+++ INFORMATION SHOWN

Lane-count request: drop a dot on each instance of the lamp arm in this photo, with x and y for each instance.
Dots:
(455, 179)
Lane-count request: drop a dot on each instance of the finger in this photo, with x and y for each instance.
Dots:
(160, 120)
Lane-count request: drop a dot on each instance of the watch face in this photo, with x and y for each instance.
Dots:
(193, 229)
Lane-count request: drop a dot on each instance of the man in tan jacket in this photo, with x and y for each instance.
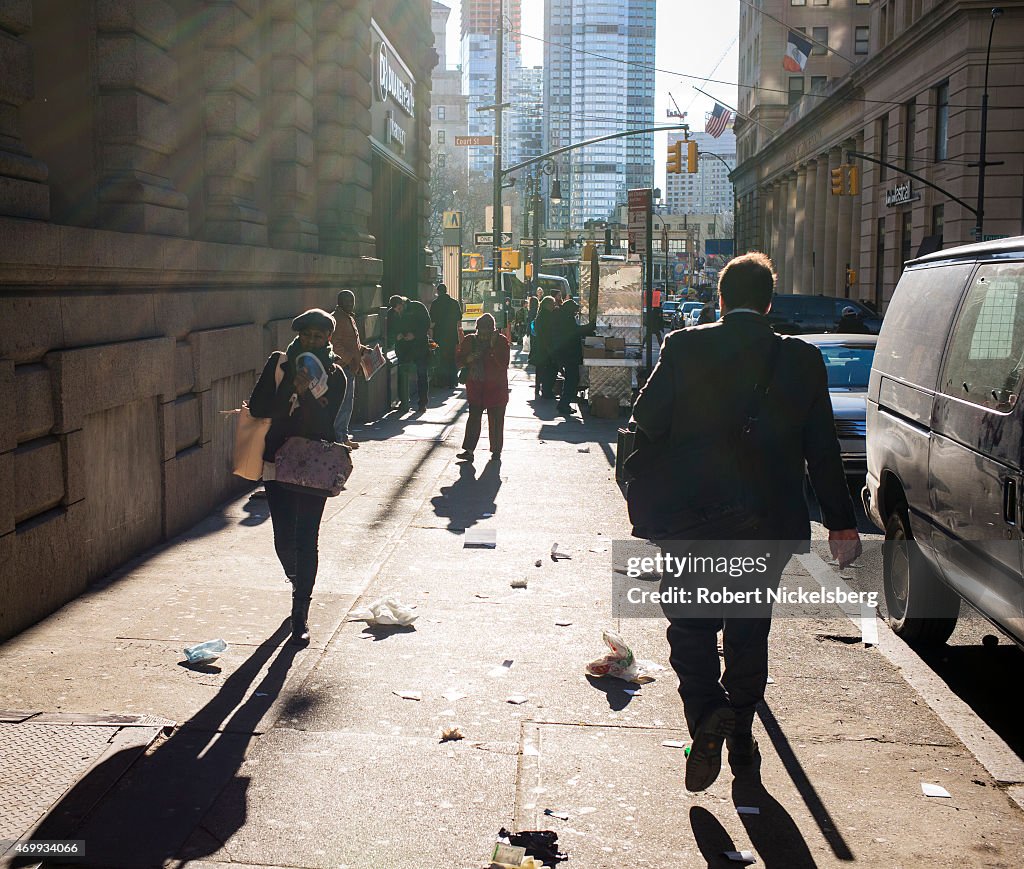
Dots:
(349, 350)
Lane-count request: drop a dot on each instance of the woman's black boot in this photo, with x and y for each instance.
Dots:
(300, 620)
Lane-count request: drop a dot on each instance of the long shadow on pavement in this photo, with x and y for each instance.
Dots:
(803, 784)
(773, 833)
(143, 817)
(468, 498)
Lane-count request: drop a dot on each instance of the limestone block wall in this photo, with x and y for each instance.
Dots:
(118, 352)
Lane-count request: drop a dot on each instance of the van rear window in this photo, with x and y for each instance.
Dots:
(918, 320)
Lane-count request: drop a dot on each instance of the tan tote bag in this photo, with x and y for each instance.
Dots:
(250, 438)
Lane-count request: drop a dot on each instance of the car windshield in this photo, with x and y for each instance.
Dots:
(848, 366)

++++++

### EXERCISE DETAILS
Convert the rows above into a two-column CSV with the header request,points, writing one line per row with its request text and its dots, each in a single quoted field, and turning any line breaks into spaces. Leave out the pictures.

### RESPONSE TO THE EXERCISE
request,points
"Lane-count request: drop a dot on each instance of the lamp arm in this photo, with x and y for each instance. Dots:","(455, 179)"
"Lane-count request: drop a dot on each instance of the finger in this photo, with x and y for each instance. Dots:","(160, 120)"
"Lane-count request: drop a dot on each instance of the watch face in this photo, with x and y for each instance. Dots:","(193, 229)"
"Lane-count request: drop a dot on each instance of the man in tan jacket in this photo, with x and y for each instance. Dots:","(349, 350)"
"Lane-count request: drop a dot on each instance of the woman's black boot in this photo, with x and y for each instance. Dots:","(300, 620)"
"Lane-count request: drop a dot on each instance of the long shadow on pavement in this photo, with x and y for each instance. Dots:","(803, 784) (773, 833) (143, 817) (468, 498)"
"Lane-count request: drop a dot on each instance of the limestone block wall in this photo, with x and y for each instance. Dots:","(118, 352)"
"Lane-count request: drop a dot on each instance of the van rear window in this photo, with x and y for each instance. Dots:","(918, 320)"
"Lane-count request: drop a dot on each instance of the tan tote bag in this photo, with x and y for each instance. Dots:","(250, 438)"
"Lane-count request: drop a dot on each instance of the car windshield in this photo, with x and y for each instance. Dots:","(848, 366)"